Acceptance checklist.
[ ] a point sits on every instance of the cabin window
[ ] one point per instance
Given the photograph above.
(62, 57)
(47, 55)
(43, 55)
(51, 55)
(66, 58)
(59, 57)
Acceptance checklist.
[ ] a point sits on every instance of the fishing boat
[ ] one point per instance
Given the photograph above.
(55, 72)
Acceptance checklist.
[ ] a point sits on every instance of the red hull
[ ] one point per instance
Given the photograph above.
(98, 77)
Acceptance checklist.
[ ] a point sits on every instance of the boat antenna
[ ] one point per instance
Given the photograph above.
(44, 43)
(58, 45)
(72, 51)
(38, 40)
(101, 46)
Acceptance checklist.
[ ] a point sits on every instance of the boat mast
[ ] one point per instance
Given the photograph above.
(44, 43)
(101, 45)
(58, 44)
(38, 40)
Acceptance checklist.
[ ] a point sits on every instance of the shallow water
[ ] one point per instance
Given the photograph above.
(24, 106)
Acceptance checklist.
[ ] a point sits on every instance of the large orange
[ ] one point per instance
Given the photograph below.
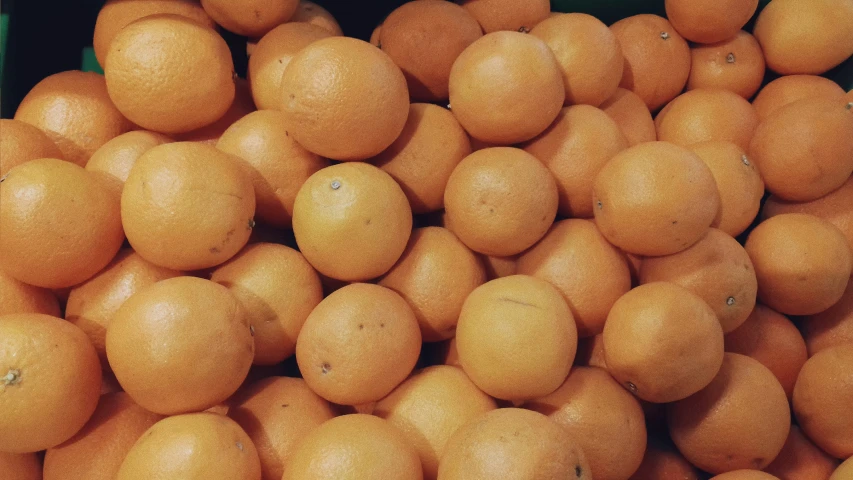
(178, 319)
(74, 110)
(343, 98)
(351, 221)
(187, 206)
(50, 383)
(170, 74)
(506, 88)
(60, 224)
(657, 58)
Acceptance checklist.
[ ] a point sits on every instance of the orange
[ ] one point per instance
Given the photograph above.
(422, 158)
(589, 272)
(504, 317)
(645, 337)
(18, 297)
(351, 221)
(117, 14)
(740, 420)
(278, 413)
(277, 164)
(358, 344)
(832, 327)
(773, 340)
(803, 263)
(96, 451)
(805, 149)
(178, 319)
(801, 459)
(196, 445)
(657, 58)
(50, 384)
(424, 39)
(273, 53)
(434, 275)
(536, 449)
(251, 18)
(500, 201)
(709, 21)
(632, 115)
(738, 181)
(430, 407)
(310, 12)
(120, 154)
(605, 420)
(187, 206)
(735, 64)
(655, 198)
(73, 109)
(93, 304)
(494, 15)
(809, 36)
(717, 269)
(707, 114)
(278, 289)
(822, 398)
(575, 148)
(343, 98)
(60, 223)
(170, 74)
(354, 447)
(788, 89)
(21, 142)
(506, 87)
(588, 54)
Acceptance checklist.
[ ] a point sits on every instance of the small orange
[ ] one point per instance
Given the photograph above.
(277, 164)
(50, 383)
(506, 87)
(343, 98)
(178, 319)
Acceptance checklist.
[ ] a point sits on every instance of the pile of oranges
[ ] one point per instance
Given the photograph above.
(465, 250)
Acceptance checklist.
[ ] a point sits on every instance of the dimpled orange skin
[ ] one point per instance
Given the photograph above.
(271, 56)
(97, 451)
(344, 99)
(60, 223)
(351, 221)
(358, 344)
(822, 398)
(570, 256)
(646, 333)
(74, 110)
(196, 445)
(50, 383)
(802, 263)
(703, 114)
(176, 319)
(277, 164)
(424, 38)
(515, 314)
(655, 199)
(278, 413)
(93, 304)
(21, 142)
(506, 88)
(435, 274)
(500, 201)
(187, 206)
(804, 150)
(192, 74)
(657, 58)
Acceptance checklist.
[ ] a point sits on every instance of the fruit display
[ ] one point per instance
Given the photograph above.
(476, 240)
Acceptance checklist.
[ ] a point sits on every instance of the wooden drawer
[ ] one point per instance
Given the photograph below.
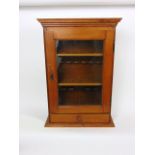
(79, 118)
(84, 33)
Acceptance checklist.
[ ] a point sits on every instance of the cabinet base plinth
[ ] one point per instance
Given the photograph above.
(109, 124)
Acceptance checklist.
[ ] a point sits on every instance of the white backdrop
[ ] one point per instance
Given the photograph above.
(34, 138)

------------------------------------------------

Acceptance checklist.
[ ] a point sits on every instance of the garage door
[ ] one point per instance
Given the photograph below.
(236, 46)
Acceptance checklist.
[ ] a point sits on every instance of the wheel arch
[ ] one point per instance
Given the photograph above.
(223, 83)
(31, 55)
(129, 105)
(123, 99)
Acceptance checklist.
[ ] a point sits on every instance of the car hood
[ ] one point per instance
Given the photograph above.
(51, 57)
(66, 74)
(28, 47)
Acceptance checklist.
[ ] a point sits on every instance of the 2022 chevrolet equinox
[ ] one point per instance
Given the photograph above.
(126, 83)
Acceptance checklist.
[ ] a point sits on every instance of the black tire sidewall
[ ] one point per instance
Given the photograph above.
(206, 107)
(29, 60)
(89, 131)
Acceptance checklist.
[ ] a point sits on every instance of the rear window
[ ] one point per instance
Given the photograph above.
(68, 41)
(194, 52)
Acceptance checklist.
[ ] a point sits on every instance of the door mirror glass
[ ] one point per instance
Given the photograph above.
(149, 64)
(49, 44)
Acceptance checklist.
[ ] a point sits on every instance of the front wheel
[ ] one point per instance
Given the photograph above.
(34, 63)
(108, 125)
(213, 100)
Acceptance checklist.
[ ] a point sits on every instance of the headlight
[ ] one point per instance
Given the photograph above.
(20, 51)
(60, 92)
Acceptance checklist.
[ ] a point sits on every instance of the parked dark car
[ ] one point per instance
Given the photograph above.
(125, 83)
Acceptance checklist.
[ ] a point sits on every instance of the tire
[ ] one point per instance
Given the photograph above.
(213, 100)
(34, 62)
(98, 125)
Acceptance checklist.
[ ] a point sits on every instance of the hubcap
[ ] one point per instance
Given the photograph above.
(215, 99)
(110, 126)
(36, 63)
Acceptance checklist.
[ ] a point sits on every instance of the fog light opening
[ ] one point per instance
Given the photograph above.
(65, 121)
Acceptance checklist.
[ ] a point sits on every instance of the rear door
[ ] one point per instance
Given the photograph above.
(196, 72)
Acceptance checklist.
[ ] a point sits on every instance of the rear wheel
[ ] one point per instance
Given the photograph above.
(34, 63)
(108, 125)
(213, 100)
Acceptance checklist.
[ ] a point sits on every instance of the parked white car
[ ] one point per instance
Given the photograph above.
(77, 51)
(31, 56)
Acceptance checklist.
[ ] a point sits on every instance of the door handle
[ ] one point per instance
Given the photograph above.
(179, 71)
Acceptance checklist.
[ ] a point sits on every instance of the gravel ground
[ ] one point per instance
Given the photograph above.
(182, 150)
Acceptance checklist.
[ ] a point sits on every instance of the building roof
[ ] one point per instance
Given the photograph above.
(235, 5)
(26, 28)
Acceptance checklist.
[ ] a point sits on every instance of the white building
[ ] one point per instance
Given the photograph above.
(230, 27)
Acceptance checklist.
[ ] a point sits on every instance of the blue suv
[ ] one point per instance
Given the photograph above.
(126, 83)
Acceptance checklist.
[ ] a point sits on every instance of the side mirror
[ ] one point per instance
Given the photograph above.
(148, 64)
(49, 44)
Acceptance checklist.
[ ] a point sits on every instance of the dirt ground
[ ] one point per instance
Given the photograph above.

------------------------------------------------

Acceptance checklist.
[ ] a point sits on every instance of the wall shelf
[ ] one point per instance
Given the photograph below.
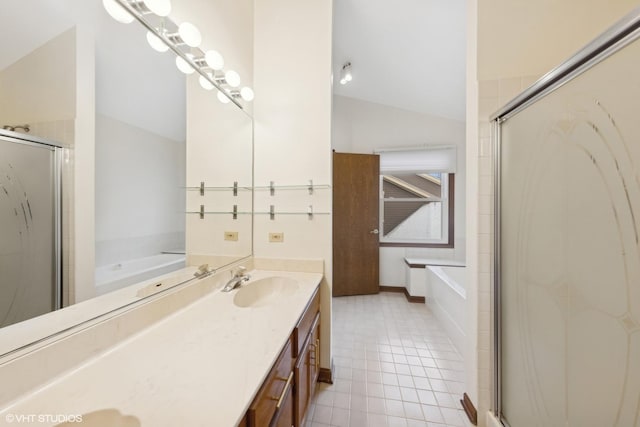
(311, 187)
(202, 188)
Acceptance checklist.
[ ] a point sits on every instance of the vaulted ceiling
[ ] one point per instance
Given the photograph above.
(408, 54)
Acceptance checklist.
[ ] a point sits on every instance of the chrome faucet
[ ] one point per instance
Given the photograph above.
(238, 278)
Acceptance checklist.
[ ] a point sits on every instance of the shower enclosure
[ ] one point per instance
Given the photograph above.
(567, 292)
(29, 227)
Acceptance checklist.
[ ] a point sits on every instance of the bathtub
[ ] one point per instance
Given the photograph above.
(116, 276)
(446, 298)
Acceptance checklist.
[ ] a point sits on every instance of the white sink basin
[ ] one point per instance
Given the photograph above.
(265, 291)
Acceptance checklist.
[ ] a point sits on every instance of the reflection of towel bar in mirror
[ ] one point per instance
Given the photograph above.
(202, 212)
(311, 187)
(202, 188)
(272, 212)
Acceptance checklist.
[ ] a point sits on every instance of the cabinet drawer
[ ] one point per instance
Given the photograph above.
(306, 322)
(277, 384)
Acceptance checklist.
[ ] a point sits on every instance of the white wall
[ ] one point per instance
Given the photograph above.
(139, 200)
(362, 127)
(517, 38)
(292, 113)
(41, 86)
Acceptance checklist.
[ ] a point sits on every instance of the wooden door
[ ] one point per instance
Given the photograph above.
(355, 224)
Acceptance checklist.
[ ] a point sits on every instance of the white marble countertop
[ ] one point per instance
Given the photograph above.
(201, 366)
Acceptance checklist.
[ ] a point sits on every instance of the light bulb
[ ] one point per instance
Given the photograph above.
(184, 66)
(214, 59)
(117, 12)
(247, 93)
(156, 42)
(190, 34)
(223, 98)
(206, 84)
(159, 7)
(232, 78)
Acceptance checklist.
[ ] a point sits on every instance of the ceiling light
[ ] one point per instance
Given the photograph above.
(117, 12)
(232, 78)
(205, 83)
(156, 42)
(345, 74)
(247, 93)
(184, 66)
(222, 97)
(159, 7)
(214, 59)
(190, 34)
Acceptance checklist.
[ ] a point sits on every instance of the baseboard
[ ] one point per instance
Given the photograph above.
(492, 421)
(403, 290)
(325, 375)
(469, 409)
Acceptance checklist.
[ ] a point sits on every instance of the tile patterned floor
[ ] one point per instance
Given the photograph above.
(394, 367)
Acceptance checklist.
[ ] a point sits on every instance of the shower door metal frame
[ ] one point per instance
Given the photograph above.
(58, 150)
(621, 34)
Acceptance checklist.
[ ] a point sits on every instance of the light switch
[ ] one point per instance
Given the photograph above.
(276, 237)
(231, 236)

------------------------------------------------

Every line of the listing above that contains "drawer" is to be copied.

[ ] a point sits on every instance of the wooden drawer
[ ] a point sits on every instance of the cabinet drawer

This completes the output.